▸ AIM OF THE EXERCISE: Leaving out every picture, retype the lines below from the top through the one that contains "Kindly place a point on the dark".

▸ PROVIDED RECORDS:
☆ ☆ ☆ ☆ ☆

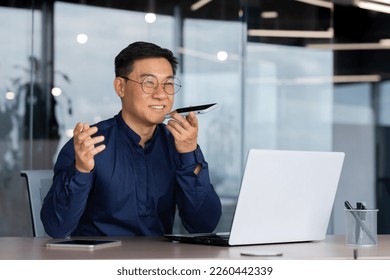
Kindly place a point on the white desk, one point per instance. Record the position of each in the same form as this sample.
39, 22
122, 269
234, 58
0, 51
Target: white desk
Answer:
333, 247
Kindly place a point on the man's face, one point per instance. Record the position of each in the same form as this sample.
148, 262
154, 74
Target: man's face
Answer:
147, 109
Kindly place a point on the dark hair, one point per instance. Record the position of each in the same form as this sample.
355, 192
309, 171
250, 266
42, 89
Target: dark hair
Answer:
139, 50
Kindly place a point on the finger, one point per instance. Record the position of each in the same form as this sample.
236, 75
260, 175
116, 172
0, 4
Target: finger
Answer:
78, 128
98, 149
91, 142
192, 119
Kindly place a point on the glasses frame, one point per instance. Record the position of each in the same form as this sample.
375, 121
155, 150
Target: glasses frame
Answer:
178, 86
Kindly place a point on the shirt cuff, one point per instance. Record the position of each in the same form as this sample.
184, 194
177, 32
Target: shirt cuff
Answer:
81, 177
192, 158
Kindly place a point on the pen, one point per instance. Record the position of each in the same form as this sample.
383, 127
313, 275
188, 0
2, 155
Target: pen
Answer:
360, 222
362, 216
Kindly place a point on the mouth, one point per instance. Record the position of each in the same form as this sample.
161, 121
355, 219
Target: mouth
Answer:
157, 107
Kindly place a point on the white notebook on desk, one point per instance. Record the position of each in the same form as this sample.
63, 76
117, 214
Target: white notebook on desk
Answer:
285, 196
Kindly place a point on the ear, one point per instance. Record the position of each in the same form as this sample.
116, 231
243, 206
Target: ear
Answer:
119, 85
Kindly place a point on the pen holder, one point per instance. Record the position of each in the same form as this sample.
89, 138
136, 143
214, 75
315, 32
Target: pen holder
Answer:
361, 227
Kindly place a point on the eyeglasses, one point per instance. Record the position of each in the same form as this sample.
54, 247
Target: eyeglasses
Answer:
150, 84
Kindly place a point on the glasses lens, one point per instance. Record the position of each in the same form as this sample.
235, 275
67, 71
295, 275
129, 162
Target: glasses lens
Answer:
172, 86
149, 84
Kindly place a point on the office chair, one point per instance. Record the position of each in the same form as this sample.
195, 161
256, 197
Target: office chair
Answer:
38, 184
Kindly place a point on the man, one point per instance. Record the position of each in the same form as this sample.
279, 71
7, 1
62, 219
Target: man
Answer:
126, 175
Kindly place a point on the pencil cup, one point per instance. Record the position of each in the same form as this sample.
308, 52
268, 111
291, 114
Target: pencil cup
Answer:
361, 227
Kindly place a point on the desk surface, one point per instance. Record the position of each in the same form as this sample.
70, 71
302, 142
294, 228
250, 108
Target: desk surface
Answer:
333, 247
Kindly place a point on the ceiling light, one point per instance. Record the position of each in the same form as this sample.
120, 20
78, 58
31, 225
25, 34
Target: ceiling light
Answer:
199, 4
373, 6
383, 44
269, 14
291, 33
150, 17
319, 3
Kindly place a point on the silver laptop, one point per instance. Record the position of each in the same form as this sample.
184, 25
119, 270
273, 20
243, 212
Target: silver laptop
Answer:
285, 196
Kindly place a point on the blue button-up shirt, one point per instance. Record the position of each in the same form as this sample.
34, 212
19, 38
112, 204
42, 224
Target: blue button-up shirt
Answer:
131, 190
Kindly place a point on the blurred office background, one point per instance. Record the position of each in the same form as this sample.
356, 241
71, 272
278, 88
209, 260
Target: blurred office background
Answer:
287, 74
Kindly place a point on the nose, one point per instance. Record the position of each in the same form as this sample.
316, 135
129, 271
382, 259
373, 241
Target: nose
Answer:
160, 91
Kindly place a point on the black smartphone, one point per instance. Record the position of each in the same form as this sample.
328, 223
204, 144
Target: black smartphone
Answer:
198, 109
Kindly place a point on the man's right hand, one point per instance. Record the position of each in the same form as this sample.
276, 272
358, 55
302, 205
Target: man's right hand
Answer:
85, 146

☆ ☆ ☆ ☆ ☆

▸ FINISHED EXERCISE:
Kindly place a point on the white desk, one point per instance. Record the position of each in the same form as this sample.
39, 22
122, 269
234, 58
0, 51
Target: white desk
Answer:
333, 247
Kindly place a point on the man's face, one point per instance. Record the position of each in the same form as this sample.
148, 262
154, 74
Target: man's face
Answer:
147, 109
Kindly place a point on the dark hair, one point per instance. Record the position of each in the same form as this sample.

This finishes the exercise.